_Text under study_
* * * * * * *
So as PLoS Biology is starting a new blog I thought – this would be a great time to explain to everyone what my role is and isn’t.  Well, it is easy to say what my role isn’t.  I am not responsible for decisions on manuscripts unless I am the actual Academic Editor consulted for a paper – and then I would have the same role as any AE (as outlined above).   In other words – though people may want to give me credit or blame for ALL the decisions at PLoS Biology, really, that credit and blame should go to Theo Bloom – the “Chief Editor” (a.k.a. the head of the Professional Editors).

Alas, it is much harder to say what my role has been.  Theo and others at PLoS consult me about various issues and I make suggestions to them (sometimes on solicited topics, much of the time on unsolicited topics of my choosing …).  But I haven’t had actually ANY formal responsibilities.  That is, until now.  In conversations with Mark Patterson (who was head of publishing at PLoS) and Theo Bloom and many others at PLoS Biology we have actually come up with something for me to do.  I am going to become the head of the PLoS Biology Advisory Board.  This Board will be made up of a collection of Academic Editors who have been most deeply involved in the journal.  What will the Advisory Board do?  Well, see Theo Bloom’s answer below …


So what will the Advisory Board do? Theo Bloom explains...
* * * * * * *
_Material shown_
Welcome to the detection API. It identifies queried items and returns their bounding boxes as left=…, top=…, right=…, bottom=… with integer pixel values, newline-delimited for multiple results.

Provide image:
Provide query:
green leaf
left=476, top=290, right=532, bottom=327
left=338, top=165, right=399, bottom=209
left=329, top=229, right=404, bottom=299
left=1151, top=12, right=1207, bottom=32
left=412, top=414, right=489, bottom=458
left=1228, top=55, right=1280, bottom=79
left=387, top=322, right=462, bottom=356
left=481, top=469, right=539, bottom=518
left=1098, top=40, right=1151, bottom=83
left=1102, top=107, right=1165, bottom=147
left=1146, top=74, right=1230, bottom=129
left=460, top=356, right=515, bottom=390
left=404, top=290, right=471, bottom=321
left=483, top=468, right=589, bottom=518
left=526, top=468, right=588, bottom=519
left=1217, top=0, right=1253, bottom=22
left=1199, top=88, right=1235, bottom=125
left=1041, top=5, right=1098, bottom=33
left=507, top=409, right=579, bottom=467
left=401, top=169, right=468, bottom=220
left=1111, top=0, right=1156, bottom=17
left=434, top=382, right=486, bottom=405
* * * * * * *
Please carry on the blog post about the PLoS Biology Advisory Board from its final line.

Jonathan outlines the process well. Why do we do things this way? As a team with decades of combined experience in several different journal models, the team who launched PLoS Biology in 2003 felt, and I agree , that professional editors bring certain strengths to the job and academics bring others. For example, professional editors can drive greater speed of decision making; it is, after all, our only and full-time job, and we share office space with the excellent administrative team for the journal. We also show no fear or favour: our next job (or grant) is not dependent on pleasing one author or another. And we can ensure consistency across fields by working together as a small team. But we readily admit that this small team cannot possibly provide the depth of insight in multiple fields that academic editors can: they know their field, its frontiers and its people (including rising young stars) much better than we can. So, we feel that a partnership brings huge benefits to the authors we’re here to serve. We have over 100 academics in different fields on our editorial board and yet we still often get papers that none of them feels comfortable handling – but we’re never more than one referral away from someone who knows the field well. And some members of our board are called on much more than others. We cannot dictate who submits what to the journal, so some board members are called on only a handful of times per year while others hear from us every month.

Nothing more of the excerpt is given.